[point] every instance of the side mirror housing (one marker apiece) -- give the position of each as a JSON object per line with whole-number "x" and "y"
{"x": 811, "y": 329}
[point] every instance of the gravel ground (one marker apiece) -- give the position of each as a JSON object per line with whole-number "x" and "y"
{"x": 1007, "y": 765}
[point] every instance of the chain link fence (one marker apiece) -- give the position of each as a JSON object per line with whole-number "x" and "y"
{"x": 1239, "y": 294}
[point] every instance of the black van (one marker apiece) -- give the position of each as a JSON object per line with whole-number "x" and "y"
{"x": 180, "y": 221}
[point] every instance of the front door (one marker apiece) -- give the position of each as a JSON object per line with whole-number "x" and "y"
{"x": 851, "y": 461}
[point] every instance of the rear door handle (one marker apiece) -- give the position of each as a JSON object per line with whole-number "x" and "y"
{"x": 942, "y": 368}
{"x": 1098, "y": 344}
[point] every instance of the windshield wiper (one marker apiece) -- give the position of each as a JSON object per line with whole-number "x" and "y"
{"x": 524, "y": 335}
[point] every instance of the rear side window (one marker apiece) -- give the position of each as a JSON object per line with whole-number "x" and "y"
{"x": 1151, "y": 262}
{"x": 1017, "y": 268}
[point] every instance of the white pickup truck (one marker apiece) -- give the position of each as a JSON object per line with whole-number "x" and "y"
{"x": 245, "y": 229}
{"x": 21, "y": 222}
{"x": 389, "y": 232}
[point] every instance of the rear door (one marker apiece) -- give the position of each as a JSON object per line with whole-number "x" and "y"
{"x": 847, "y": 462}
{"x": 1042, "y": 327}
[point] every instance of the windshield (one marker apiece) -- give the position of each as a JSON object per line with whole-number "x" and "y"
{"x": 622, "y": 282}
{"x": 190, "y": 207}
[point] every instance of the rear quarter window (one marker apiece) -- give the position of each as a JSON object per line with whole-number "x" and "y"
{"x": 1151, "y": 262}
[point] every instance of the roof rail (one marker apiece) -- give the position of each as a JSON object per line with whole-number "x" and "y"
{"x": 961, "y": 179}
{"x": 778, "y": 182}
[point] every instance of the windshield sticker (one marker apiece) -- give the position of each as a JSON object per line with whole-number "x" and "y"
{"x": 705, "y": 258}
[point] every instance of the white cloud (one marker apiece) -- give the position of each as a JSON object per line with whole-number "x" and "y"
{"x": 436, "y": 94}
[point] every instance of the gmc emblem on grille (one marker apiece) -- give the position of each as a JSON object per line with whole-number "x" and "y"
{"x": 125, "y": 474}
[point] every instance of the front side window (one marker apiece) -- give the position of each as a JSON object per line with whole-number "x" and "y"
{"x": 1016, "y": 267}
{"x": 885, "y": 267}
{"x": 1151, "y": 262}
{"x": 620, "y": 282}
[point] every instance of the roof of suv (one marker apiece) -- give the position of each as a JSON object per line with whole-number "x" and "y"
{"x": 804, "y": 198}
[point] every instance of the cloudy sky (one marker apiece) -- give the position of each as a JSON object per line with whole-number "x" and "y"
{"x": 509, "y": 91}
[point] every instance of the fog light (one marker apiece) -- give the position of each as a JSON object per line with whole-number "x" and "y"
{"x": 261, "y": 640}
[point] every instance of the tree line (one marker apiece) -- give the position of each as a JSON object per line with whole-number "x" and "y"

—————

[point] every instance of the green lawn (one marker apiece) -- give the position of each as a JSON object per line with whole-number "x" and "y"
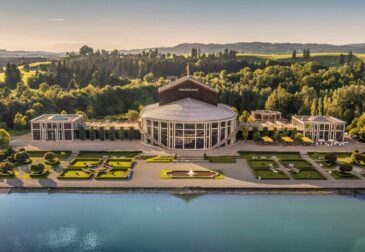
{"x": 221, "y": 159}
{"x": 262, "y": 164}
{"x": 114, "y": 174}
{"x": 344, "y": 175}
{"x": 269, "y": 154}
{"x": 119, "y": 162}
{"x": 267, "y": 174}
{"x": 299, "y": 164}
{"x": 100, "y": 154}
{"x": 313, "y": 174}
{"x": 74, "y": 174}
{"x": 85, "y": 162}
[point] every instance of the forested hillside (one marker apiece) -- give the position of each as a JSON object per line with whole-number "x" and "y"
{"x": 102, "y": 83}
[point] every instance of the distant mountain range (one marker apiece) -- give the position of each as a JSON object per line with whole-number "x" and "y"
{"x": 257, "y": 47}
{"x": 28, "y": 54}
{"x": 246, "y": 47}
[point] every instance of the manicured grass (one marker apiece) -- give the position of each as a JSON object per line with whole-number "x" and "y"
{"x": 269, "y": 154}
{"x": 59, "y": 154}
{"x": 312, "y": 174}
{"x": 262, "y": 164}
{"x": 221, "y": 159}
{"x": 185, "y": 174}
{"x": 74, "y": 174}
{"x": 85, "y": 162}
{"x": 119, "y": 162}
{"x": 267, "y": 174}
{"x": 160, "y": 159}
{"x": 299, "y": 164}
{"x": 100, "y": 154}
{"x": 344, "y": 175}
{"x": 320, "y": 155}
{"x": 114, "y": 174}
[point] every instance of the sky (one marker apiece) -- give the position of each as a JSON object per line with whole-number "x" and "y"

—————

**WRITTEN PROBLEM:** How many lines in the records above contain the word "white", counting only matches with the same case? Reply with the number alone.

**FINISHED ANSWER:** 2